In the copy, keep every line below as it is and leave out the pictures.

- Extracted data -
..............................

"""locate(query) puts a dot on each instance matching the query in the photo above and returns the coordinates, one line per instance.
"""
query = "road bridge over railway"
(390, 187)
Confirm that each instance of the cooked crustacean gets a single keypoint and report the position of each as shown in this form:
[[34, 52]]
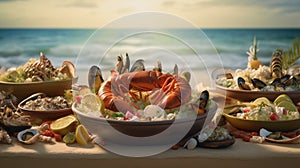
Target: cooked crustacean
[[39, 70], [9, 114], [164, 90]]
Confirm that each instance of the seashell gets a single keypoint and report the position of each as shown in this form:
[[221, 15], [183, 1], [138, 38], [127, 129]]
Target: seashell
[[119, 64], [68, 68], [126, 66], [138, 66], [204, 97], [264, 133], [95, 78], [186, 75], [28, 136], [258, 83], [191, 144], [242, 84], [154, 112]]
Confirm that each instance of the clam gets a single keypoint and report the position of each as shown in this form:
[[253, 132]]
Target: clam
[[191, 144], [242, 84], [68, 68], [203, 99], [28, 136], [138, 66], [258, 83], [95, 78]]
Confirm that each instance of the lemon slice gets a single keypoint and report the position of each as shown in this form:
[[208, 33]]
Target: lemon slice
[[81, 135], [281, 98], [289, 106], [91, 104], [260, 100], [64, 125]]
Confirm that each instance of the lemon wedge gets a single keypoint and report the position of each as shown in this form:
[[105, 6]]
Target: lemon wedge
[[91, 104], [260, 100], [82, 135], [64, 125]]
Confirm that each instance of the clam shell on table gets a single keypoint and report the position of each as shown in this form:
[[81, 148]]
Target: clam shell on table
[[28, 136]]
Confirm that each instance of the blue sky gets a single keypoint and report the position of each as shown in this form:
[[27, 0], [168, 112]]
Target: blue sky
[[96, 13]]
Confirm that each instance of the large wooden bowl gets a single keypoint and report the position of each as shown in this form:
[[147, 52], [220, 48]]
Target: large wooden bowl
[[141, 132], [255, 125]]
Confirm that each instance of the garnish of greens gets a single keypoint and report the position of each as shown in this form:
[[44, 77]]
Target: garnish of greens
[[291, 56]]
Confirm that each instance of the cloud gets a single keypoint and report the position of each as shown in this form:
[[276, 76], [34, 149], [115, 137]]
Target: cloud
[[288, 6], [168, 3], [82, 4]]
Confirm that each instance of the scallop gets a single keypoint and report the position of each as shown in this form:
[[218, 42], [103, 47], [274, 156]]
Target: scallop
[[28, 136]]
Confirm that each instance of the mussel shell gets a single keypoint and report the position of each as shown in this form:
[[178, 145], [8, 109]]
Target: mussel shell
[[203, 99], [95, 78], [138, 66], [258, 83], [21, 135], [242, 84]]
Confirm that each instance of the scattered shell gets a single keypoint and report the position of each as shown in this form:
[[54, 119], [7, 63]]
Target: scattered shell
[[191, 144], [28, 136]]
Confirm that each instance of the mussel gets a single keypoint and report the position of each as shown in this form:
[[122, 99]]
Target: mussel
[[242, 84], [276, 64], [203, 99]]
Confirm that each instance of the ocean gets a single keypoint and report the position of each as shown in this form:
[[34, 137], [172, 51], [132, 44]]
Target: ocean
[[190, 49]]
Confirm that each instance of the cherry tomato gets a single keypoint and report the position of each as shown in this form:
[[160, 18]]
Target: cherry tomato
[[46, 122], [245, 137], [289, 135], [48, 133], [284, 112]]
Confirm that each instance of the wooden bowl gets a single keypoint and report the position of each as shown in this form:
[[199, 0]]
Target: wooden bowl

..............................

- Response -
"""locate(query) puts a dot on each instance matching the query in the photo above and returns the coordinates, one line per instance.
"""
query = "road bridge over railway"
(390, 187)
Confirm that each instance of the cooked crustacean gets a single keypoint and report the position of each as shown in this form:
[[34, 52]]
Target: cooked crustacean
[[39, 70], [9, 114], [164, 90]]
Confirm that each instance of the seashell gets a single keypoint and report the position of each as shown in this form:
[[221, 15], [183, 1], [138, 38], [127, 129]]
Target: seashell
[[119, 64], [68, 68], [126, 66], [138, 66], [204, 97], [264, 133], [95, 78], [186, 75], [28, 136], [258, 83], [191, 144], [242, 84], [154, 112]]
Confirm that each instance of the clam gets a single keypoint and report the position of each as shown in this form:
[[253, 132]]
Target: clam
[[191, 144], [242, 84], [68, 68], [203, 99], [28, 136], [138, 66], [258, 83], [95, 78]]
Confirm that each instance of the lemon slice gets a single keypoint and report the position of each as shown in this form:
[[208, 33]]
Target: lemon slice
[[81, 135], [281, 98], [289, 106], [91, 104], [260, 100], [64, 125]]
Confirm that each instance of the lemon wedge gets a single keypoint and report the position of each as shown in this form:
[[105, 6]]
Target: lemon wedge
[[91, 104], [260, 100], [82, 135], [64, 125]]
Confirm that each instance of the clam shell on table gets a single keypoint and report the position of each as shown in this form:
[[81, 148]]
Target: clam shell on table
[[28, 136]]
Confirm that each instance of the blue sky gets a single keypoint and report the position of each as shown in this form:
[[27, 0], [168, 112]]
Target: blue sky
[[96, 13]]
Confirm that each instance of the large wooden bowl gets a single keypoint and report the position of each as shown in this form:
[[147, 52], [220, 48]]
Target: large wooden bowl
[[141, 132], [255, 125]]
Confirm that each instance of the garnish of greens gets a single keypoint and report the position of each as shown in this form:
[[44, 77]]
Target: garnish of greens
[[291, 56]]
Confirm that each instance of the cloud gets a single keypoint and report the position of each as shown in this form:
[[276, 76], [34, 149], [115, 137]]
Target: cloud
[[288, 6], [168, 3], [82, 4]]
Confirm that each instance of the scallop gets a single keypoint and report the position of each as shown in this form:
[[218, 42], [103, 47], [274, 156]]
Target: scallop
[[28, 136]]
Confirm that each instance of the mussel shell gets a single keypoint and report the position of each as shown in this form:
[[178, 145], [8, 109]]
Target: mussel shell
[[203, 99], [95, 78], [138, 66], [258, 83], [21, 135], [242, 84]]
Confirm that each instance of the scattered shell gets a single keypoint and report the position of each as shown in this form:
[[54, 119], [7, 63]]
Target: scattered shell
[[191, 144], [28, 136]]
Confirm that each instance of the mussel gets a single keypoint and report the position of each as shown in this form:
[[122, 99]]
Target: mussel
[[242, 84], [276, 64], [203, 99]]
Confirm that each instance of the ocean gets a single keypoint and report the position of each as shown in this form:
[[34, 137], [172, 51], [132, 44]]
Target: ocean
[[190, 49]]
Confirm that each instance of the cherry tomato gets a single keypoint and report the position of each as shown in this form:
[[160, 18]]
Target: cherry tomato
[[46, 122], [245, 137], [289, 135], [48, 133], [284, 112]]
Confirm that each instance of the wooden bowl gets a single keypoint and report the position of each as shown in this form:
[[199, 0]]
Target: wooden bowl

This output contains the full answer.